◆ COMPLETE THE FOLLOWING
**1.** In the passage on HIF-2α and hepatic insulin signaling, list the factors named as possibly associating directly with Pepck and G6pc promoter elements.
**2.** Carry on the passage on HIF-2α and hepatic insulin signaling, starting after its last sentence.

==== SELECTED EXCERPT

These studies reveal a previously unsuspected cross-talk between the liver hypoxia and insulin signaling pathways whereby HIF-2α strongly augments insulin-dependent AKT activation and gluconeogenic suppression (Fig. 4h). Here, complementary in vitro and in vivo studies demonstrate that HIF-2α positively regulates hepatic insulin signaling by up-regulating IRS2. This IRS2 induction is specific to HIF-2α and not HIF-1α, paralleling studies where the former and not the latter exerts dominant roles in regulation of liver lipogenesis32, of hepatic Epo9,28 and of other loci such as Oct4, cyclin D1 and DMT12931. In knockdown and overexpression studies, liver IRS2 is both necessary and sufficient for HIF-2α-mediated improvement of glucose tolerance and hepatic insulin signaling. The improved glucose tolerance upon liver IRS2 overexpression agrees strongly with prior studies where increased hepatic IRS2 expression is fully sufficient to potently ameliorate diabetes in db/db mice and activate fasted liver insulin signaling24.

Although we have established a clear functional role for IRS2, we cannot fully exclude parallel IRS2-independent pathways. Possibilities for IRS2-independent HIF effects include insulin-independent, direct association of PGC-1α, HNF4 and/or C/EBPα with Pepck and G6pc promoter elements32,33. Alternatively, EPO has been reported to either improve peripheral glucose uptake34 or inhibit gluconeogenesis by modulation of inflammation35, although EPO does not induce liver IRS2 (S. P. and C. J. K., unpublished data). Our demonstration that the HIF-2α/ IRS2 axis couples hypoxia sensing to gluconeogenic repression via potentiation of hepatic insulin signaling complements observations of hypoxic regulation of IRS2 and invasion in breast cancer cells36. Notably, upon hepatic Vhl deletion stabilizing both HIF-2α and HIF-1α, a Srebp1c gene signature is induced by superimposed deletion of Hif2α but not Hif1α, suggesting the possibility of HIF-2α-specific Srebp1c repression32. HIF-2α induced IRS2 but decreased IRS1, suggestive of potential reciprocal regulation; however, liver IRS1 down-regulation typically impairs rather than improves glucose tolerance4,5.

========
==== SUPPLIED RECORDS

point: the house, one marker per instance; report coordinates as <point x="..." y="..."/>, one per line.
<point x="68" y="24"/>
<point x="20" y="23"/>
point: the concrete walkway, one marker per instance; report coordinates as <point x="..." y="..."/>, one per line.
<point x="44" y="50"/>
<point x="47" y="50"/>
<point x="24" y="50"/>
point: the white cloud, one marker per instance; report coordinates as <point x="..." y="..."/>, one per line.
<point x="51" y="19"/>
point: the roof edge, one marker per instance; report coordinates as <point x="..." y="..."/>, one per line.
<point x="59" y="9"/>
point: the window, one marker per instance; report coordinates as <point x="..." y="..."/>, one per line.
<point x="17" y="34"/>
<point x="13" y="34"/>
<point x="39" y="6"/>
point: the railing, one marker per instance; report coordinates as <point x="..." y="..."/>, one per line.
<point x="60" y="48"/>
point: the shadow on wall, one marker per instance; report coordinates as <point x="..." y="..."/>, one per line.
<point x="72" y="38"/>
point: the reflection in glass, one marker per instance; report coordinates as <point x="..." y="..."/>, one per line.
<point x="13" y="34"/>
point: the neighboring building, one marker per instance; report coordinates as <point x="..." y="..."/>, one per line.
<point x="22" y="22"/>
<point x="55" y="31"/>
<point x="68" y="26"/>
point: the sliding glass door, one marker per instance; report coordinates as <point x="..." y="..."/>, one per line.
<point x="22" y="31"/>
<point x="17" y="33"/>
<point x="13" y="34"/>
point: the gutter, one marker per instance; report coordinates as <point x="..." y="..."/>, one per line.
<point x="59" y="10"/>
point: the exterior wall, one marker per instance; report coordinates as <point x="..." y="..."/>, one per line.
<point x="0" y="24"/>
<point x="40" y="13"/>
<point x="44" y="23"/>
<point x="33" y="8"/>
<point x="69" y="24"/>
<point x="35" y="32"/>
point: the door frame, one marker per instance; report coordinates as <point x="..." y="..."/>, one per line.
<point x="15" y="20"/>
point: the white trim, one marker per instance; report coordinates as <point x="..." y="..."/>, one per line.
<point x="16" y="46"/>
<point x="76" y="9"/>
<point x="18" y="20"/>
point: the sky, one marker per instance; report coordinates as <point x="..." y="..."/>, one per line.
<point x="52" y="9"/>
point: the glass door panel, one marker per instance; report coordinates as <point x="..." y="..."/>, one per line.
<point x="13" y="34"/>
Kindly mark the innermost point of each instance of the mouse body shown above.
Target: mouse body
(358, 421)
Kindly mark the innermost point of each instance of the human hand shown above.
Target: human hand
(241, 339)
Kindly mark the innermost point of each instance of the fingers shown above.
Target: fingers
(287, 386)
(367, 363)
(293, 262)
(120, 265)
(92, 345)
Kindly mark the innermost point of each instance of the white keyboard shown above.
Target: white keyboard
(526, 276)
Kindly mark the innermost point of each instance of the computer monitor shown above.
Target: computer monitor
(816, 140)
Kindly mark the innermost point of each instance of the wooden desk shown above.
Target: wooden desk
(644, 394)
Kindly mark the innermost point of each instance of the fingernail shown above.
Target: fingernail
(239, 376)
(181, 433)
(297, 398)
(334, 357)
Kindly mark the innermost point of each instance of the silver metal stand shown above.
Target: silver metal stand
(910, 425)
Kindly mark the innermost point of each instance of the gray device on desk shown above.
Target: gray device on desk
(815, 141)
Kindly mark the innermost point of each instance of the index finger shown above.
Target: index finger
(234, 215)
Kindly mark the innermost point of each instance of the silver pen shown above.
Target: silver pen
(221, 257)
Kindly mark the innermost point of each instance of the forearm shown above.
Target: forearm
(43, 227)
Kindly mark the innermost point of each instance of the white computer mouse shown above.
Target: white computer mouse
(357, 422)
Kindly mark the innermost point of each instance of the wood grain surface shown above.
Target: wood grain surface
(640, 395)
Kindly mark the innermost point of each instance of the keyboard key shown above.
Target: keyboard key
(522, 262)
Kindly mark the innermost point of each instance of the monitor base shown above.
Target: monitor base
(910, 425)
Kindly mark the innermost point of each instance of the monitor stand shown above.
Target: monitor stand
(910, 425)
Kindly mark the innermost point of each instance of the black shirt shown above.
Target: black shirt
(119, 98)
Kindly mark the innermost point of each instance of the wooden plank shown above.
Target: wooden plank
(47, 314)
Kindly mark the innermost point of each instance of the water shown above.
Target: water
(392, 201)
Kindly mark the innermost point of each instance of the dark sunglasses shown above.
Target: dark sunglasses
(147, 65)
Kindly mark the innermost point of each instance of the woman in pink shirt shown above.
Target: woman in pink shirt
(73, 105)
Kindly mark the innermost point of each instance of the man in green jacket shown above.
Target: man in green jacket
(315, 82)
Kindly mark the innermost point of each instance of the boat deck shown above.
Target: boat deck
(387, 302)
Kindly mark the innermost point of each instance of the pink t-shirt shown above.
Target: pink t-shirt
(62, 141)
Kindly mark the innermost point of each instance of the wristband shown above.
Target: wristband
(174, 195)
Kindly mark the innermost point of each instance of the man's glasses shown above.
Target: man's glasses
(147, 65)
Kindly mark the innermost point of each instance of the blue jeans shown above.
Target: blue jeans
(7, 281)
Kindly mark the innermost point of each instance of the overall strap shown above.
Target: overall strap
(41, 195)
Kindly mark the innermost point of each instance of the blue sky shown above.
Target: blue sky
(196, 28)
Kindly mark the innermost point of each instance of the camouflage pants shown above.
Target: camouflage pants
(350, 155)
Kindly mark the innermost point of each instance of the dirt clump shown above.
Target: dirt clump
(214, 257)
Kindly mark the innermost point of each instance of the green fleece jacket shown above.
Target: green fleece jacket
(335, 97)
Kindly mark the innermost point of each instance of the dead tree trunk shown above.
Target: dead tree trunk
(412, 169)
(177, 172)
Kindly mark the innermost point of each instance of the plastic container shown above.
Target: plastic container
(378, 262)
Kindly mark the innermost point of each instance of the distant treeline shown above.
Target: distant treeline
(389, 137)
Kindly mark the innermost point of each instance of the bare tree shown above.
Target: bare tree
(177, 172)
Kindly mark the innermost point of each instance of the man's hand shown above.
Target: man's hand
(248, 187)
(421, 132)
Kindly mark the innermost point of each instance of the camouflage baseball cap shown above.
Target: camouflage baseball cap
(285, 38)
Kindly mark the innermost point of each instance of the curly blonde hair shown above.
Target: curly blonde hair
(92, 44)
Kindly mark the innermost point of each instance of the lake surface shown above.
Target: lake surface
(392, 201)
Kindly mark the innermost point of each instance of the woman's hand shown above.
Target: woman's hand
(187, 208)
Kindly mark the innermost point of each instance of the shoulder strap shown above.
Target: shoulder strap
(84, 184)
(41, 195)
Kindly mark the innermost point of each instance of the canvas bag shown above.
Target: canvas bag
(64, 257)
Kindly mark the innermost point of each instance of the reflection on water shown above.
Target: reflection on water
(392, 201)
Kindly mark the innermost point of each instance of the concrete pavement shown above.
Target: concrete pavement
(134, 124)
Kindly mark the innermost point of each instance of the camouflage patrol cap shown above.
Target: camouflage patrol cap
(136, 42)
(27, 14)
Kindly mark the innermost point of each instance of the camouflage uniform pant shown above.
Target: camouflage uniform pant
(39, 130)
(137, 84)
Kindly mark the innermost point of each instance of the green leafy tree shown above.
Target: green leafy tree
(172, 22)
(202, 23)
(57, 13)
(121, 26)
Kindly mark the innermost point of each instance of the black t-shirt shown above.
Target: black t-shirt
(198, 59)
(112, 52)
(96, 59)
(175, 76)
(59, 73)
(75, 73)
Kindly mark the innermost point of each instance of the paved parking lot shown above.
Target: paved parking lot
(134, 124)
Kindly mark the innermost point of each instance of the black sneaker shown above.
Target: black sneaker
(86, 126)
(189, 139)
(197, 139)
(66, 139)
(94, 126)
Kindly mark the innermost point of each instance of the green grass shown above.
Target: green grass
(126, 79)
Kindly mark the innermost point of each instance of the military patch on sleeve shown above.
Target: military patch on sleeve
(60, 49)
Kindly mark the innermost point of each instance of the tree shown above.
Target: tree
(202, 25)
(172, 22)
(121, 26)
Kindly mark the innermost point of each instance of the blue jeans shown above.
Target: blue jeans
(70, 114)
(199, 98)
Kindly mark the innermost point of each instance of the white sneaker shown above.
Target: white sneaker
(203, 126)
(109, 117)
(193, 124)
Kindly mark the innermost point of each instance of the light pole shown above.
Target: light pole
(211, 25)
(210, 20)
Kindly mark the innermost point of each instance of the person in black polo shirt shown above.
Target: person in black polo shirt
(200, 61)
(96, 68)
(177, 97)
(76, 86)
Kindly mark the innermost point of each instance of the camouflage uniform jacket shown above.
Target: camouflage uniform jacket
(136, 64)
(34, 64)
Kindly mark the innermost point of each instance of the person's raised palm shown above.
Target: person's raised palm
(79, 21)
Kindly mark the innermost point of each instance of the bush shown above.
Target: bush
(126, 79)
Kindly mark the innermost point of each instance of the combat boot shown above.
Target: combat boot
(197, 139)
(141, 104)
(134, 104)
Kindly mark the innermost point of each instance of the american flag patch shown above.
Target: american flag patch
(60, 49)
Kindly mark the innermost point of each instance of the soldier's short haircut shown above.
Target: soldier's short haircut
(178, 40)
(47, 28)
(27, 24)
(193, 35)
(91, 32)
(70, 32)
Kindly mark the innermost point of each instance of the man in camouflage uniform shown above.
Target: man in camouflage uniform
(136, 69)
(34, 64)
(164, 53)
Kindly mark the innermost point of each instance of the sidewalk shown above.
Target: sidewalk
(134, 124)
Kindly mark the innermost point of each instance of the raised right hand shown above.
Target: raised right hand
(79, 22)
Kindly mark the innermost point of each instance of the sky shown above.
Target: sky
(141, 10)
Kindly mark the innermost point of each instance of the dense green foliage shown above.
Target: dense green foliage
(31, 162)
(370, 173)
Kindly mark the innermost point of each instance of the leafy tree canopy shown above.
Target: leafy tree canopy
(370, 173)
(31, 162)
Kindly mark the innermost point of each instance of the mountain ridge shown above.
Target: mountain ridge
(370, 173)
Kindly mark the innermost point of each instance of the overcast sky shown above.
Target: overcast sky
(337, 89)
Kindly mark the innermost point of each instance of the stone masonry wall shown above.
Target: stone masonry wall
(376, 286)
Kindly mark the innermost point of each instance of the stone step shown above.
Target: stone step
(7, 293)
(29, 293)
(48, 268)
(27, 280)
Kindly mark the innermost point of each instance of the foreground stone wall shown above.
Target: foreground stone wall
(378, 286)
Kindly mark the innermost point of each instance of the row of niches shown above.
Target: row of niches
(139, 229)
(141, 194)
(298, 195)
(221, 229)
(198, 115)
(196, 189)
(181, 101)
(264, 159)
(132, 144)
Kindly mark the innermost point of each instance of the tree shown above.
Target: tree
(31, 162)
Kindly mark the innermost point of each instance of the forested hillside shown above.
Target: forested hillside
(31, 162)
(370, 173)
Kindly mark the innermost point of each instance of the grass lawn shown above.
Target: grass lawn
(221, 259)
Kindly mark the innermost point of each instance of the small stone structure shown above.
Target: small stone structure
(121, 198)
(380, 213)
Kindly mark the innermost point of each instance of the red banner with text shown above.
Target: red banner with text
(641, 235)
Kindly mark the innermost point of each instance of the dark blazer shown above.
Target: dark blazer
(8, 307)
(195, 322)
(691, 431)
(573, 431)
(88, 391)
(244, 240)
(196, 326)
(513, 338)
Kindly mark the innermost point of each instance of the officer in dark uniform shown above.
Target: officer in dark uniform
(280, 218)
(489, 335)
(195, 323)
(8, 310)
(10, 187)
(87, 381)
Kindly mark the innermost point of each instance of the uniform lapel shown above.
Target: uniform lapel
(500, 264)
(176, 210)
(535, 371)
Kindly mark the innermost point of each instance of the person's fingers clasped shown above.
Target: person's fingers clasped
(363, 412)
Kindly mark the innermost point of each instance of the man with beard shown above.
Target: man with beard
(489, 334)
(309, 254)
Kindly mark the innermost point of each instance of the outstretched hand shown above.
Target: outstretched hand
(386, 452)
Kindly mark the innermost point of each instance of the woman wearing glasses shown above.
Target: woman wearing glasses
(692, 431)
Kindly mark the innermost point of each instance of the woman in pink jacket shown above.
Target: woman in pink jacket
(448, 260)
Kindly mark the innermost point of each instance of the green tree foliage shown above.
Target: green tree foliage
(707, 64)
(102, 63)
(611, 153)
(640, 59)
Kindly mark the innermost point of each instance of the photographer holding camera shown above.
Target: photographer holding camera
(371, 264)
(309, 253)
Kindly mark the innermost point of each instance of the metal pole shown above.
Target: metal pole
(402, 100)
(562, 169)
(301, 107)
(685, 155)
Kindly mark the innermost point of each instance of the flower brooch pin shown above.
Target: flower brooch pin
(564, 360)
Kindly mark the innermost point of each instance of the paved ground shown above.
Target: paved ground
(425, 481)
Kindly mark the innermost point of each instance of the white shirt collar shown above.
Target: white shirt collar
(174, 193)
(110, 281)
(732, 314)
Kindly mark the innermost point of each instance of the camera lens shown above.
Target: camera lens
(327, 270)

========

◆ ANSWERS IN ORDER
**1.** PGC-1α, HNF4, C/EBPα

**2.**
The beneficial effects of HIF-2α on animal models of insulin resistance suggest the potential therapeutic utility of prolyl hydroxylase inhibitors that block VHL-dependent HIF degradation for type 2 diabetes mellitus therapy. This could occur via isoform-specific PHD3 pharmacologic inhibition (see accompanying paper by Taniguchi et al.) that could circumvent the hepatic lipid accumulation associated with conventional liver HIF-2α activation.32,37 A second strategy for pharmacologic manipulation of the hepatic HIF-2α/IRS2 axis is represented by VEGF inhibition, which decreases pancreatic islet microvessel density13 with specific VEGF-B antagonism enhancing peripheral glucose uptake15. However, we describe that VEGF inhibitors such as aflibercept, which binds VEGF-A, -B and PlGF18, can exert primary action on liver via insulin sensitization rather than on skeletal muscle. Such alternative mechanisms are further supported by the ability of non-VEGF-B VEGF inhibitors such as sFlk1, B20.4.1.1 and DC101 to modulate glucose tolerance and/or hepatic insulin signaling. Conceivably, VEGF-A and VEGF-B could coordinately regulate glucose metabolism via hepatic insulin signaling and peripheral glucose uptake, respectively15, with additional mechanisms certainly possible. Since HIF-2α and HIF-1α exhibit similar hypoxic stabilization profiles38, the specific VEGF inhibitor stabilization of HIF-2α versus HIF-1α could occur via selective PHD3 inhibition (see accompanying manuscript by Taniguchi et al.) or alternative non-hypoxic pathways17, and underlie observations of improved glucose control in diabetic VEGF inhibitor-treated patients14. It is further interesting to contemplate the potential contribution of decreased plasma glucose to anti-tumor effects of VEGF inhibition39.

Overall, our data indicate distinct roles in energy metabolism for hepatic HIF-2α, which sensitizes liver insulin signaling and suppresses gluconeogenesis, versus hepatic HIF-1α, which promotes glycolysis79. In vivo, physiologic perivenous liver hypoxia3 could trigger the HIF-2α/IRS2 axis, preferentially enhance insulin signaling and suppress perivenous Pepck and G6pc, explaining the enrichment of gluconeogenesis in the periportal zone3. Finally, the mechanistic interplay in liver between the hypoxia/HIF-2α and insulin receptor signaling pathways, as demonstrated here, has potentially broad implications for the study of metabolism and therapeutic approaches to type 2 diabetes mellitus.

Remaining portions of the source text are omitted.